▶ [WORK ORDER]
Copy the lines below exactly. No picture goes into the copy.

____

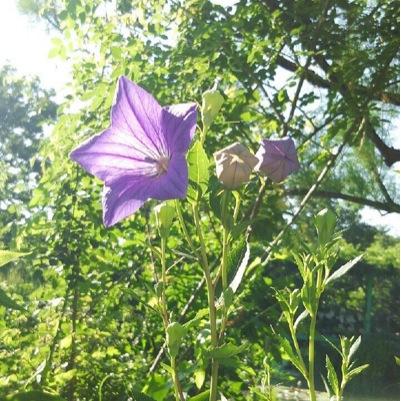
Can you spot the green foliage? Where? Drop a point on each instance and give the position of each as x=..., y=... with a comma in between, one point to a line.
x=198, y=165
x=90, y=290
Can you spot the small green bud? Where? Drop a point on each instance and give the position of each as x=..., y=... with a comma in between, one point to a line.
x=165, y=214
x=212, y=101
x=325, y=222
x=175, y=334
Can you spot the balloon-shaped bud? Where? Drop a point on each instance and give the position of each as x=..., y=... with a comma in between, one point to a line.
x=212, y=101
x=277, y=158
x=165, y=214
x=234, y=165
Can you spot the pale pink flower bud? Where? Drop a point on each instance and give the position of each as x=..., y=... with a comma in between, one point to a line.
x=277, y=158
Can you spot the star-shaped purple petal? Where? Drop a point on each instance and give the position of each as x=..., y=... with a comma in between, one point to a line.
x=277, y=158
x=142, y=154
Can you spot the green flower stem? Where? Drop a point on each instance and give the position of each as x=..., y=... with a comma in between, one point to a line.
x=225, y=239
x=312, y=330
x=179, y=396
x=164, y=283
x=184, y=227
x=224, y=259
x=212, y=306
x=298, y=351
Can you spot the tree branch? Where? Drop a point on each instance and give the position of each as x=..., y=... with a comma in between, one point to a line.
x=390, y=207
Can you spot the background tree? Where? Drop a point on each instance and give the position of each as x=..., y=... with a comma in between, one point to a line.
x=325, y=73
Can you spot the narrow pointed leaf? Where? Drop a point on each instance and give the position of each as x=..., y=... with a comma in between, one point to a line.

____

▶ [SOLUTION TO THE PROBLEM]
Can you spot the green foliage? Where? Drop a point on each instance and give the position of each as x=..., y=... with a comma in between, one point to a line.
x=198, y=165
x=90, y=290
Can you spot the small green bud? Where? Drop a point on each instance and give the position of each as x=..., y=... with a comma in between, one point to a line.
x=165, y=214
x=212, y=101
x=325, y=222
x=175, y=334
Can you spot the balloon-shaped bud? Where? Drop a point on each instance and give the position of each as x=..., y=... with a comma in between, one point to a line.
x=212, y=101
x=277, y=158
x=165, y=214
x=234, y=165
Can you spot the pale pink flower bud? Where? Drop a point on each instance and give the position of each as x=..., y=... with a comma in between, one point to a line.
x=277, y=158
Can you spot the star-shaped purple petal? Where? Drop a point on each instance and give the position of each as x=..., y=... with a comma in between, one point to a line.
x=277, y=158
x=142, y=154
Can you spot the green flower stem? Where? Drop a point on each instance and give the position of each as x=..., y=... with a comma in between, one point to a line.
x=225, y=239
x=312, y=330
x=179, y=396
x=164, y=283
x=184, y=227
x=224, y=259
x=212, y=306
x=298, y=351
Can you spot the tree branch? Where? Drop a point on each instance and give the position of each as x=..., y=... with a comma in between, one point to a line.
x=390, y=207
Can you spot the background tree? Where? Drop a point on each instance and give the position of each as x=..., y=... with a comma in between, one point to a line.
x=325, y=73
Can you spot the narrow pointed leaf? Where? Drop a point on each instance and give the position of each as x=..., y=... with a comma in between, one point to a line.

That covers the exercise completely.